====== TEXT ======

Reel last night also noted multiple places in the BOA text seem to relate to the facsimile(s) in a way that it would be entirely strange that somehow these two things aren't related by yet their similarities are there such as Abraham 1:13 which clearly "appears represented" by the facsimile.  And another .  

Even as Skousen suggests part of 14 or maybe all of it is a later addition (Vogel shows this can't be) the verse itself imposes a connection to the facsimile.

 

Quote

Abraham 1:14 That you may have an understanding of these gods, I have given you the fashion of them in the figures at the beginning, which manner of figures is called by the Chaldeans Rahleenos, which signifies hieroglyphics.

How does Joseph know "which manner of figures is called by the Chaldeans Rahleenos, which signifies hieroglyphics" unless either he is making it up or God has told him the unknown meanings of how his "Catalyst revelation" is both connected to the facsimiles and that figures are called by the Chaldeans "Rahleenos" meaning "hieroglyphics".  

That makes no sense outside of that.

This isn't getting better.  It seems clear their are three options after their past two episodes.

1.) Joseph is a fraud and made it up.

======

**JOBS:**
1. Rewrite the passage about the Book of Abraham from "Abraham 1:14 That" to "past two episodes.", changing "hieroglyphics" to "symbols".
2. In the passage about the Book of Abraham, which verse is said to clearly "appear represented" by the facsimile?

====== RECORDS ======

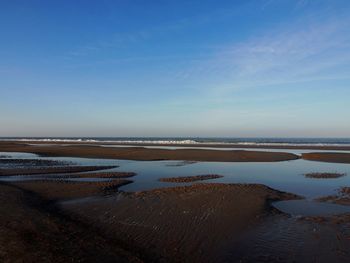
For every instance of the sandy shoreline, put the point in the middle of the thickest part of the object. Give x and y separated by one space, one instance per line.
191 145
180 224
144 154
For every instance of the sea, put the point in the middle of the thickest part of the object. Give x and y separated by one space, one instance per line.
258 141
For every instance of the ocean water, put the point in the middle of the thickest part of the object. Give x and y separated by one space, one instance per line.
259 141
287 176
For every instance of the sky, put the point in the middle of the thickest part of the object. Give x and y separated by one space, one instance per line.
263 68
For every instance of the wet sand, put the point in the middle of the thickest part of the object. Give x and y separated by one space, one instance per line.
341 198
63 190
188 179
324 175
34 230
181 224
51 170
327 157
144 154
102 175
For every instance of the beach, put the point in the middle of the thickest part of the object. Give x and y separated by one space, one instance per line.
64 203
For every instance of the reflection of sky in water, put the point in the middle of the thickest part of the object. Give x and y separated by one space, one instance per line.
285 176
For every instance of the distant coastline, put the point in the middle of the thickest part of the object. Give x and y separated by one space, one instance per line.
302 143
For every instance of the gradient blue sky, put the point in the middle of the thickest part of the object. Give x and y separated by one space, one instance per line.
175 68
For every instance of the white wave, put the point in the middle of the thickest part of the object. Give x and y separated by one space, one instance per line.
178 142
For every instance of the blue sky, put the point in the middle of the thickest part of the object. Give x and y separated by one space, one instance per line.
175 68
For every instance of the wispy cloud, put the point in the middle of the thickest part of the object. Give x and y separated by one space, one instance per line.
310 50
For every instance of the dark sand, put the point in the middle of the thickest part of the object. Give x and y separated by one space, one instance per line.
62 190
144 154
181 224
34 230
188 179
51 170
324 175
342 198
327 157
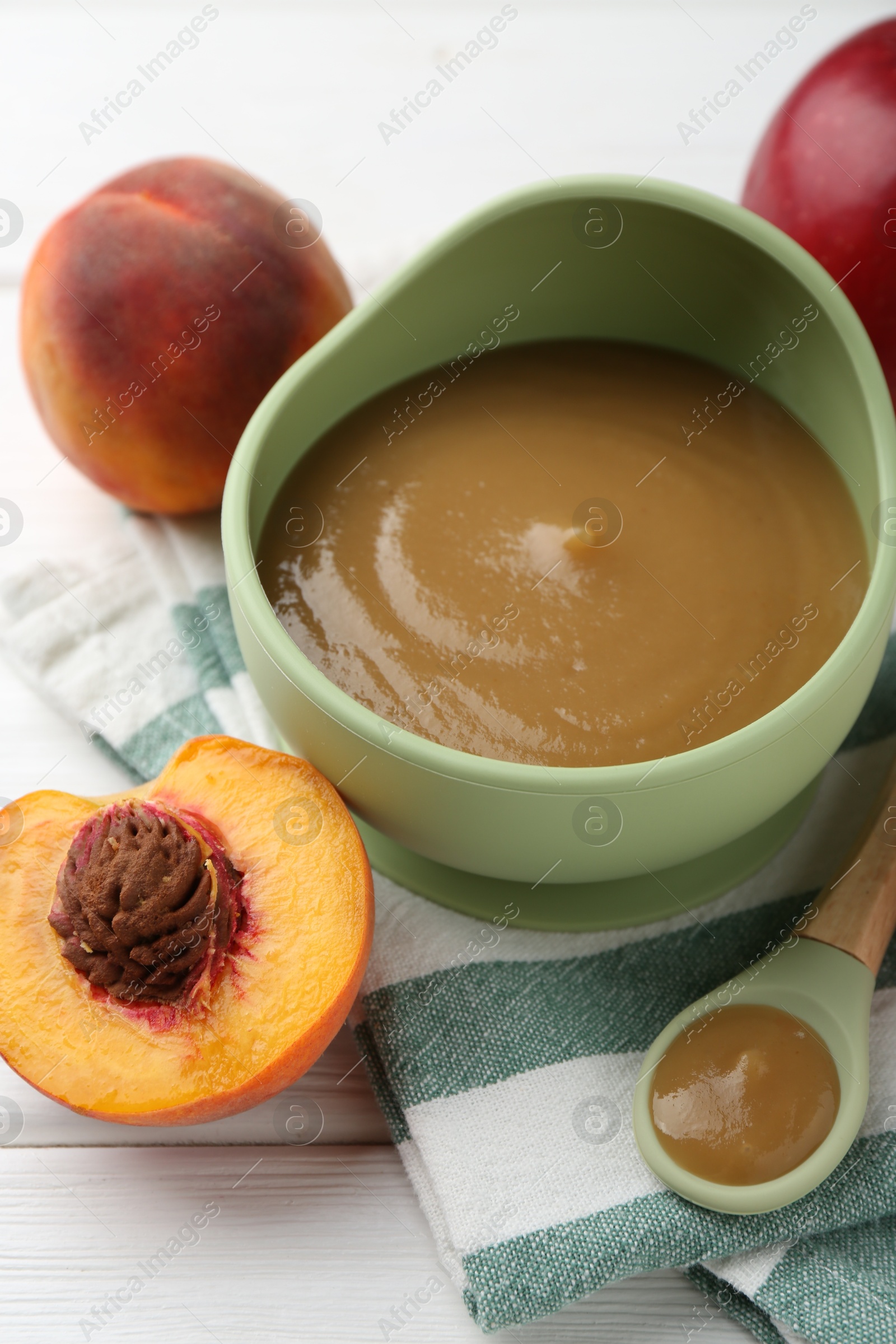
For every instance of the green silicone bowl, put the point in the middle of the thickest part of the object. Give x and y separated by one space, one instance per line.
602 257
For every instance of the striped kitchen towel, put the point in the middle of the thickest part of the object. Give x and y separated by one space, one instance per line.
133 640
506 1063
506 1060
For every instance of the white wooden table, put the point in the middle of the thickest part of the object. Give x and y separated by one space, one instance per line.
309 1242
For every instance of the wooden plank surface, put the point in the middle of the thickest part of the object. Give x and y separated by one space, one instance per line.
308 1244
311 1242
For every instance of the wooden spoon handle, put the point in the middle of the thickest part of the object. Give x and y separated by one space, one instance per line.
857 908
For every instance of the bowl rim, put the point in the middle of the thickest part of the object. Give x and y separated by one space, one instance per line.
246 590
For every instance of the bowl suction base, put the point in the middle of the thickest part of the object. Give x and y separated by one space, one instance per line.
573 908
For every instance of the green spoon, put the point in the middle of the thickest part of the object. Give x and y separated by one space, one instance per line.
824 975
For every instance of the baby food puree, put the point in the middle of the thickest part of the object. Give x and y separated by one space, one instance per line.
567 553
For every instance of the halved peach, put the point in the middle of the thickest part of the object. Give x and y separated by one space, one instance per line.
187 949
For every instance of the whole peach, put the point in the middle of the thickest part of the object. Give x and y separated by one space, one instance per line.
157 314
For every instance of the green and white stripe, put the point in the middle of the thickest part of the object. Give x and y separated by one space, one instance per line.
506 1060
135 642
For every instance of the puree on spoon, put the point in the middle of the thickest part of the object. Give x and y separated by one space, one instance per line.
745 1094
567 553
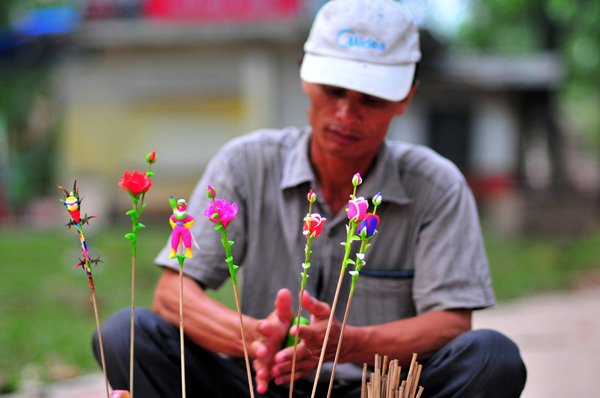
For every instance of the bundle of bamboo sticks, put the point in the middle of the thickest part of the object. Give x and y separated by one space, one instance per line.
384 381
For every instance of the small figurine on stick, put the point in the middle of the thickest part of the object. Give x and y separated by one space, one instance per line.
181 222
181 248
72 202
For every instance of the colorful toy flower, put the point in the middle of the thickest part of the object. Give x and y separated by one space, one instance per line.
368 226
136 183
366 230
72 202
221 211
312 228
357 209
313 225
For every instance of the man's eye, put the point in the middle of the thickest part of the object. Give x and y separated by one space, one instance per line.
372 101
337 92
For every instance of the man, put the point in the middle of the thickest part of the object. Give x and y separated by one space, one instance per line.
426 272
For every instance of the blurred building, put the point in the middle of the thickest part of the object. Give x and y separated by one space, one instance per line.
183 77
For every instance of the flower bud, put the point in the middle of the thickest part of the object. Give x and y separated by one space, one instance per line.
311 196
151 157
377 199
210 192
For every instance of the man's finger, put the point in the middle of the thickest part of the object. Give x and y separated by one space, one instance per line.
319 309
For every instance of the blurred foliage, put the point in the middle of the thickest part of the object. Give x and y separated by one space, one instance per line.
28 122
572 28
47 317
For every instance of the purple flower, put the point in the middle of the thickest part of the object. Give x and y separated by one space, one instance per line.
368 226
313 225
226 211
357 209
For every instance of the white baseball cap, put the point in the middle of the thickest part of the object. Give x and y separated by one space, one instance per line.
370 46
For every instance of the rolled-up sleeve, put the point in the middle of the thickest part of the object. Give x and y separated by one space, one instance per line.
451 268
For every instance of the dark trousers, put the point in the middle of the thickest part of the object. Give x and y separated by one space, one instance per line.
480 363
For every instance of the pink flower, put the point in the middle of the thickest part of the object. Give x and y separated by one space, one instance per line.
226 211
357 209
313 225
368 226
210 192
311 196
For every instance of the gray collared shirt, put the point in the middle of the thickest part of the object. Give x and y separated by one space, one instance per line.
427 255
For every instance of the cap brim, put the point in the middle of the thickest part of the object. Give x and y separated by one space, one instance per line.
390 82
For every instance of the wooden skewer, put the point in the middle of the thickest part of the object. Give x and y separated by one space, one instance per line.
363 386
420 392
181 333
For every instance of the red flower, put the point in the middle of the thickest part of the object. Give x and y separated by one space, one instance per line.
226 211
135 183
357 209
368 226
151 157
313 225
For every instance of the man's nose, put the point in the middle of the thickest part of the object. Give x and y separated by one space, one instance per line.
347 109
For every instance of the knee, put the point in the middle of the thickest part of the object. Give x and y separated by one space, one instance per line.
496 356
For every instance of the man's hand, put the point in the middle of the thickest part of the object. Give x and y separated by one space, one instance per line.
273 330
308 350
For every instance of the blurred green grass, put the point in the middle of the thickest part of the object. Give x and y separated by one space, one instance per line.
47 317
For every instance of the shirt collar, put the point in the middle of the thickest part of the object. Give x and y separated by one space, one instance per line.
297 169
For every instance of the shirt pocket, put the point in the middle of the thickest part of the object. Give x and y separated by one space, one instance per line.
382 296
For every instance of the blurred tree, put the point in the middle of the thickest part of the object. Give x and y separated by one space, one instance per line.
27 117
570 27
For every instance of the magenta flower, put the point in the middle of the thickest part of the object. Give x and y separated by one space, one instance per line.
368 226
357 209
210 192
313 225
311 196
226 212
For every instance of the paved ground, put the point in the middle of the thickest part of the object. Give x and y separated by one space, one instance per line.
559 337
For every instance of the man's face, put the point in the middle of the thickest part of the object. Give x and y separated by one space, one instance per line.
346 123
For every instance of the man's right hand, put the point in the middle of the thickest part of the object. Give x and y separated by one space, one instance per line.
273 330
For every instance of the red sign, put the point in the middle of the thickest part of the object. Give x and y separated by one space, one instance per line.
221 10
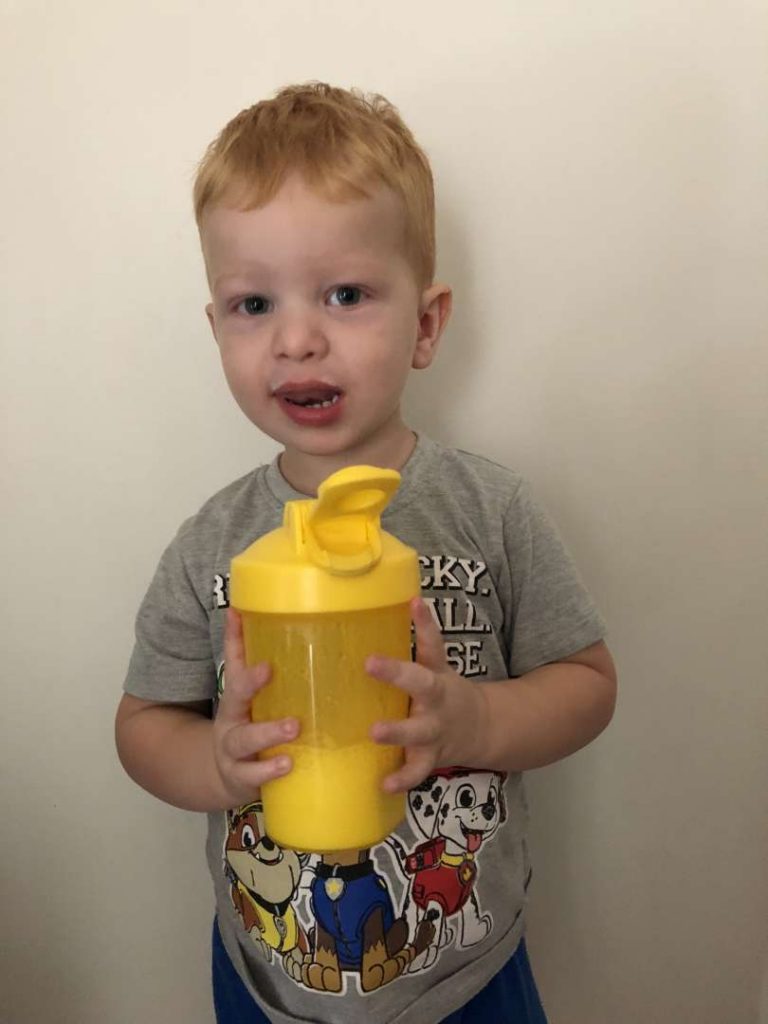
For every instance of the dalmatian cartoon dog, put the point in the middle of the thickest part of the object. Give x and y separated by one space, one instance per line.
458 810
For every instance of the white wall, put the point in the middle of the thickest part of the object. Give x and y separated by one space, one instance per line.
603 211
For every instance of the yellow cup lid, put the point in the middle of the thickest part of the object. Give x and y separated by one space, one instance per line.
331 553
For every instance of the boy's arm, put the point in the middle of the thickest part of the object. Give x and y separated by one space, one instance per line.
176 753
510 725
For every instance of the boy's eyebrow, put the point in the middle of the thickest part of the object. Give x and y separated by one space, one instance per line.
356 267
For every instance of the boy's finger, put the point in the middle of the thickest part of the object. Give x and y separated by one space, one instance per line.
235 650
416 680
249 776
240 689
418 766
244 741
430 649
420 731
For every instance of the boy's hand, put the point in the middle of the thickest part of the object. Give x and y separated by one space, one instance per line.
446 716
237 739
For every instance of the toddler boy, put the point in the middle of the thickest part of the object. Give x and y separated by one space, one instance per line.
316 219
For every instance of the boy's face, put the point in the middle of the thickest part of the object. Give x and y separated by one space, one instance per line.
318 320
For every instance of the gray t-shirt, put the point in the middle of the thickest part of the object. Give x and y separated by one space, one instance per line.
422 921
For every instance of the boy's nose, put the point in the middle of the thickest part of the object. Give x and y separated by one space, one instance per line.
299 337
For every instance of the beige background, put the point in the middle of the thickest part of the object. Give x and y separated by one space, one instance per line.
603 216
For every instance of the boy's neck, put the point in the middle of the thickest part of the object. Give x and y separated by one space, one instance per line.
305 472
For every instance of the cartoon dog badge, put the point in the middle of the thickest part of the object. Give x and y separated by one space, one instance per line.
264 880
458 810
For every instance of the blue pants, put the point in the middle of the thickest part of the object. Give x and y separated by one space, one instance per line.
510 996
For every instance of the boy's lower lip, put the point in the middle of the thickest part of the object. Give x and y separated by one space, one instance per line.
311 416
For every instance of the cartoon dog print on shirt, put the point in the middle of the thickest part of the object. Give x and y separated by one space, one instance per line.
264 880
356 929
458 810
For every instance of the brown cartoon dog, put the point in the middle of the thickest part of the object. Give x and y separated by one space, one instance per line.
264 879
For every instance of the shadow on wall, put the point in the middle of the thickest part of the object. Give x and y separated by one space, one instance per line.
433 398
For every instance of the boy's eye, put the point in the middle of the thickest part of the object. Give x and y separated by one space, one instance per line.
255 305
345 295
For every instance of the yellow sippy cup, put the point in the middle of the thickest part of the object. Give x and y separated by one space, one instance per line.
316 597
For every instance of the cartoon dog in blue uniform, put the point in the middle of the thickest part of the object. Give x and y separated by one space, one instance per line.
356 929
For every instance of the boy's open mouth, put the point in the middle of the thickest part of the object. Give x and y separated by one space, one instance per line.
310 402
310 396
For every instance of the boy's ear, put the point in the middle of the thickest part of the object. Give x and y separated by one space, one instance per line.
209 314
434 311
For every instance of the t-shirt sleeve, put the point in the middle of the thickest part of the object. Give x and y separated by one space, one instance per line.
172 657
553 614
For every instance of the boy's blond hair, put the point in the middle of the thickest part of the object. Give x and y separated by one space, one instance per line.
340 141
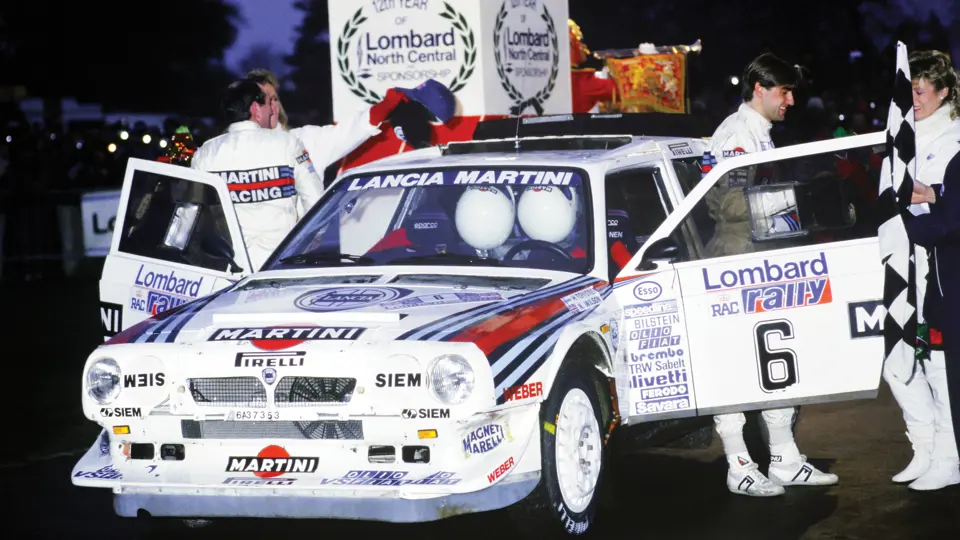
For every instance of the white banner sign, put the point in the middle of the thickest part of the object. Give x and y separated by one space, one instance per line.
499 57
98 210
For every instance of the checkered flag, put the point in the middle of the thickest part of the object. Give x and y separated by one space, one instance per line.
896 250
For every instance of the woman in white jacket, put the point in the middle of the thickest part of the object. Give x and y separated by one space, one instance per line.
921 388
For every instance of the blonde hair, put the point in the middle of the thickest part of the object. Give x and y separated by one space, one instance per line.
936 68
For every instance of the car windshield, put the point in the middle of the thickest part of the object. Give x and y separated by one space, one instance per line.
522 217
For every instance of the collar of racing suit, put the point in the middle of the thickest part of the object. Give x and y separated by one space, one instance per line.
245 125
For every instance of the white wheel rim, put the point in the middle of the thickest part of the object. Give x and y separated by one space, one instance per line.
578 450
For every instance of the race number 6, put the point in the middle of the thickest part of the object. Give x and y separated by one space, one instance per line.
778 367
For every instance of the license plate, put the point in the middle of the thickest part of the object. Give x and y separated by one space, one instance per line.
252 415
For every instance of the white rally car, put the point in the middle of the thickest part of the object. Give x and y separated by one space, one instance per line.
450 330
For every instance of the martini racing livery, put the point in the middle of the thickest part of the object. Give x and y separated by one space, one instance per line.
463 328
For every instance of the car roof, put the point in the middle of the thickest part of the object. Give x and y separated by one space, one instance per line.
534 151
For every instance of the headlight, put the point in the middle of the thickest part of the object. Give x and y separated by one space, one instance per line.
451 378
103 380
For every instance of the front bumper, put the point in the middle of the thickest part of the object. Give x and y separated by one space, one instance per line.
343 484
381 506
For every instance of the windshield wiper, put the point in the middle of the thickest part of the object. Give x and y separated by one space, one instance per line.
324 256
446 257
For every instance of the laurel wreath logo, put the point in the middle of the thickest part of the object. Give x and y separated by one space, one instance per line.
352 26
520 102
469 46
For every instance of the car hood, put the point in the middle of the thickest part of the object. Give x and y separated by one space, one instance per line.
278 313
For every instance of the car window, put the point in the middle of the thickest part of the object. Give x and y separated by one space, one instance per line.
523 217
688 172
176 220
812 199
636 206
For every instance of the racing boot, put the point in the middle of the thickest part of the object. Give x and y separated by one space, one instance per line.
798 473
942 473
922 445
944 464
744 478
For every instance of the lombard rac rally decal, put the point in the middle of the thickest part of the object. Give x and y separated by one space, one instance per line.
442 300
107 472
769 286
466 178
344 298
155 292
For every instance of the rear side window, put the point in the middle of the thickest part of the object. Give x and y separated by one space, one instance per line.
176 220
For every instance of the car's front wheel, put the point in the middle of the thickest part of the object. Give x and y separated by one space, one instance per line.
573 457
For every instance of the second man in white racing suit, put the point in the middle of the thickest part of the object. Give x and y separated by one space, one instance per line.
767 91
269 174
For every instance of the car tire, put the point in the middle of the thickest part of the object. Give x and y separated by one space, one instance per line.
565 501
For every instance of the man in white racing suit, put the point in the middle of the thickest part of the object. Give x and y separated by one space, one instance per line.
767 91
269 174
328 144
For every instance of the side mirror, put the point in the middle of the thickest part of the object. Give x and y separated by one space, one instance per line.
181 226
662 249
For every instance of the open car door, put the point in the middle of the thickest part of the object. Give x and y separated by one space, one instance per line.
782 308
176 239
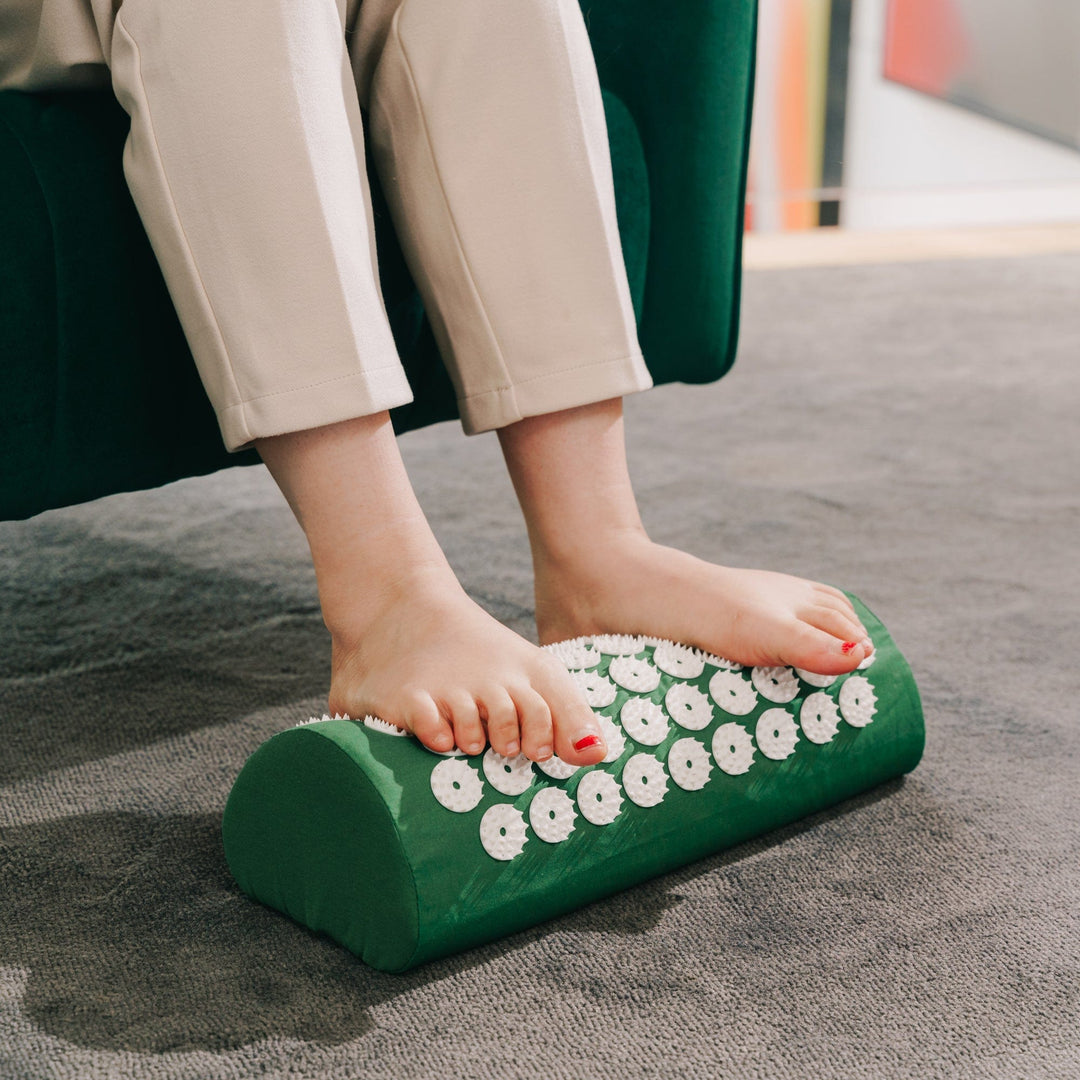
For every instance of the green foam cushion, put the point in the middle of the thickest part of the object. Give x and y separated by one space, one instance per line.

======

**SOLUTIONS FOR EACH TASK:**
1.
Abraham 1:14 That you may have an understanding of these gods, I have given you the fashion of them in the figures at the beginning, which manner of figures is called by the Chaldeans Rahleenos, which signifies symbols.

How does Joseph know "which manner of figures is called by the Chaldeans Rahleenos, which signifies symbols" unless either he is making it up or God has told him the unknown meanings of how his "Catalyst revelation" is both connected to the facsimiles and that figures are called by the Chaldeans "Rahleenos" meaning "symbols".  

That makes no sense outside of that.

This isn't getting better.  It seems clear their are three options after their past two episodes.

2. Abraham 1:13